GIVEN PROBLEM:
Give back exactly the lines that run from the line containing "For each instance of the tree canopy, the" through the end of the listing below. Leave out every other line.

==== INPUT RECORDS

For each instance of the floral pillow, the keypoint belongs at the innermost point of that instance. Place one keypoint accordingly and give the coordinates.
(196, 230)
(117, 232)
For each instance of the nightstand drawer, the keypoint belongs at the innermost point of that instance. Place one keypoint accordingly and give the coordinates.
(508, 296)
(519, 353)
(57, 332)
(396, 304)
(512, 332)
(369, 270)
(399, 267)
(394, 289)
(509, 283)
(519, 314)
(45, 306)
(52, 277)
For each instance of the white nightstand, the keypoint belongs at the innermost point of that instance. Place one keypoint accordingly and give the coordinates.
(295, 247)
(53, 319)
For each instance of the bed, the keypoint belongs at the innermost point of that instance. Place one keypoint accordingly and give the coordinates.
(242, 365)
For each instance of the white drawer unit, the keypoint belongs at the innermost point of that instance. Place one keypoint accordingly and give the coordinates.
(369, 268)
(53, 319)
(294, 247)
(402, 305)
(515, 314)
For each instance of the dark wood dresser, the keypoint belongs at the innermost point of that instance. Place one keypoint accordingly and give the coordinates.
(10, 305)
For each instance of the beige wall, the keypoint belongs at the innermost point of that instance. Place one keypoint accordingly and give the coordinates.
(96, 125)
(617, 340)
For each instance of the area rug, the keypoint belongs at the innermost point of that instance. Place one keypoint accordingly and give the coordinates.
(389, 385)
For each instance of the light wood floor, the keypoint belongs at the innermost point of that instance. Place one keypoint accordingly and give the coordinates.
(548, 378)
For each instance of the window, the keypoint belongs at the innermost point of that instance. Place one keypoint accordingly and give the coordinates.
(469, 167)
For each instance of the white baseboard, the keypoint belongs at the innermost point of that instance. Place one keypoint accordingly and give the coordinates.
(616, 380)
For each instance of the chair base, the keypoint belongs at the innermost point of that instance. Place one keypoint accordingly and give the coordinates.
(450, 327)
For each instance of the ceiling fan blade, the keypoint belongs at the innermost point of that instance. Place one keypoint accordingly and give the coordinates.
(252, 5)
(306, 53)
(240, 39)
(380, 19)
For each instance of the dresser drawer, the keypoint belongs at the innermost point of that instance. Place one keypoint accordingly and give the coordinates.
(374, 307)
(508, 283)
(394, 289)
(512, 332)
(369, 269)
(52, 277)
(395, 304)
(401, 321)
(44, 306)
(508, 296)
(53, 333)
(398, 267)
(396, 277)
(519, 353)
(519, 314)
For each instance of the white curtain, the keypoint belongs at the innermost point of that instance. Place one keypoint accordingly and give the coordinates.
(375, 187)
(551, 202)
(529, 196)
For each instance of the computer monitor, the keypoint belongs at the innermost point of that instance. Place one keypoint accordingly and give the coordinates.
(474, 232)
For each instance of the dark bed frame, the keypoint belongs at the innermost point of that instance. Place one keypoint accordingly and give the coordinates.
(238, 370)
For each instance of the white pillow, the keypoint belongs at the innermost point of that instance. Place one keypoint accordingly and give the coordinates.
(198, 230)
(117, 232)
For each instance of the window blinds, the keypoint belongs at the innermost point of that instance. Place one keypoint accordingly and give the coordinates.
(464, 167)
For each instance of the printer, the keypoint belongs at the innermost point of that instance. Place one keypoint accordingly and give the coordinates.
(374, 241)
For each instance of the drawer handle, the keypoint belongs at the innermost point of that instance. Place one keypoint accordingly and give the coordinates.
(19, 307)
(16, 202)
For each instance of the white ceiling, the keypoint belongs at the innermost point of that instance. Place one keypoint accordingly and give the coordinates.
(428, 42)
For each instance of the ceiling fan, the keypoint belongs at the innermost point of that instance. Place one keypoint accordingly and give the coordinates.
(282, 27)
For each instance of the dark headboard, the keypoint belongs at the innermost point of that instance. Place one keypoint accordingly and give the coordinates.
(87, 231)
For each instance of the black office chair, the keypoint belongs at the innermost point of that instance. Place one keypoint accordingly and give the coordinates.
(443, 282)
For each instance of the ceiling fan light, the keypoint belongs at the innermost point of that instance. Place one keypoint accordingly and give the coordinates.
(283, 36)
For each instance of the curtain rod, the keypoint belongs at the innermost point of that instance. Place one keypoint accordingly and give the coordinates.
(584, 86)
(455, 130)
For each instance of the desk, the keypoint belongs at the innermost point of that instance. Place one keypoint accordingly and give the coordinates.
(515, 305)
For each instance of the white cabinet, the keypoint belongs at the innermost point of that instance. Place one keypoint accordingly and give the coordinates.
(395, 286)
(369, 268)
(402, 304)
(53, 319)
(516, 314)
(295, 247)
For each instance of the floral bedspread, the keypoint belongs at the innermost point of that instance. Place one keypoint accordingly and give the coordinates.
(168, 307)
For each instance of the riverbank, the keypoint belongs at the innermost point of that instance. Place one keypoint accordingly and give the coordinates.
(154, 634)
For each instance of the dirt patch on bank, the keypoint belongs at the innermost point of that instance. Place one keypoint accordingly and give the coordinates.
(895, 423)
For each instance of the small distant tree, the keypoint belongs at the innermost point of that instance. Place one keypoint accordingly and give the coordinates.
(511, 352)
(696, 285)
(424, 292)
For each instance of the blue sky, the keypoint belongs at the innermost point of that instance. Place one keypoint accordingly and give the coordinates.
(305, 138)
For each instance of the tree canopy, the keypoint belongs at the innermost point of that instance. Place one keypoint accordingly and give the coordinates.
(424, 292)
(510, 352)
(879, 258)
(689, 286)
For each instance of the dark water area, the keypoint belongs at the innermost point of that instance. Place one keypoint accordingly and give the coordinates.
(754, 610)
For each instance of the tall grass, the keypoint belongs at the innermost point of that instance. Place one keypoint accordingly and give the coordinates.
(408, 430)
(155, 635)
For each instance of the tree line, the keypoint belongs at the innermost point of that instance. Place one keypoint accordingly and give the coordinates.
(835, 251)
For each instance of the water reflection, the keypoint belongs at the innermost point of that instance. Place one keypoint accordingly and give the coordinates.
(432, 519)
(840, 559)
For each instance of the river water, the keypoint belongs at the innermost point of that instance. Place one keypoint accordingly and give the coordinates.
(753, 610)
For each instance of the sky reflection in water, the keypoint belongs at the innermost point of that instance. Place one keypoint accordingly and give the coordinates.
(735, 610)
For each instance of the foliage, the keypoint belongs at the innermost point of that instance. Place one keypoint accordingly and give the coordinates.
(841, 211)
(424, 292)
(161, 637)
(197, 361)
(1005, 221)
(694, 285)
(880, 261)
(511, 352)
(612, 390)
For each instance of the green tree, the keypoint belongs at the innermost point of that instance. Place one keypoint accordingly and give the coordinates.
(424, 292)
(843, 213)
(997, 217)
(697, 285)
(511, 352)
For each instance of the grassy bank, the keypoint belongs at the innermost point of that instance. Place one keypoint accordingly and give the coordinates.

========

RESPONSE:
For each instance of the tree canopy, the keypoint belongs at the innermost point of that instance. Place one keypoint accordingly and give the coordinates.
(424, 292)
(510, 352)
(879, 258)
(689, 286)
For each instance of the dark water area, the keypoint belongs at the innermost point of that instance. Place one keypoint accordingly and give the coordinates.
(754, 610)
For each instance of the tall grass, the keypoint belongs at the innermost point of that instance. Place one keypoint accordingly and give the coordinates.
(408, 430)
(155, 635)
For each instance of the tree line, the keypoint belongs at the innermost point of that instance. Place one keypoint accordingly and give the coordinates.
(835, 251)
For each instance of the water reflection, the keypoint belongs at the innermost point of that instance. Place one keypoint accordingly and give the coordinates.
(432, 519)
(840, 559)
For each instance of the river water, the keypoint belongs at the innermost point of that instance. Place one keypoint accordingly and give the coordinates.
(753, 610)
For each instance of the sky reflection in water, the keypoint belongs at the innermost point of that instance. Place one keypoint accordingly and give the coordinates.
(735, 610)
For each instance of the foliage, the keypoint belongs at the innermost point of that instance. Place one keypoint accordingly and give the coordinates.
(841, 211)
(424, 292)
(161, 637)
(197, 361)
(1005, 221)
(694, 285)
(880, 261)
(511, 352)
(612, 390)
For each instance of the green tree, the keypoint belongs at the innermost point of that instance. Place one keypoint accordingly and give the coordinates.
(424, 292)
(843, 213)
(997, 217)
(697, 285)
(511, 352)
For each instance of the grassy bank, the keypoint belongs at the innermost point of that instance. Place one keypoint accordingly and give the coordinates.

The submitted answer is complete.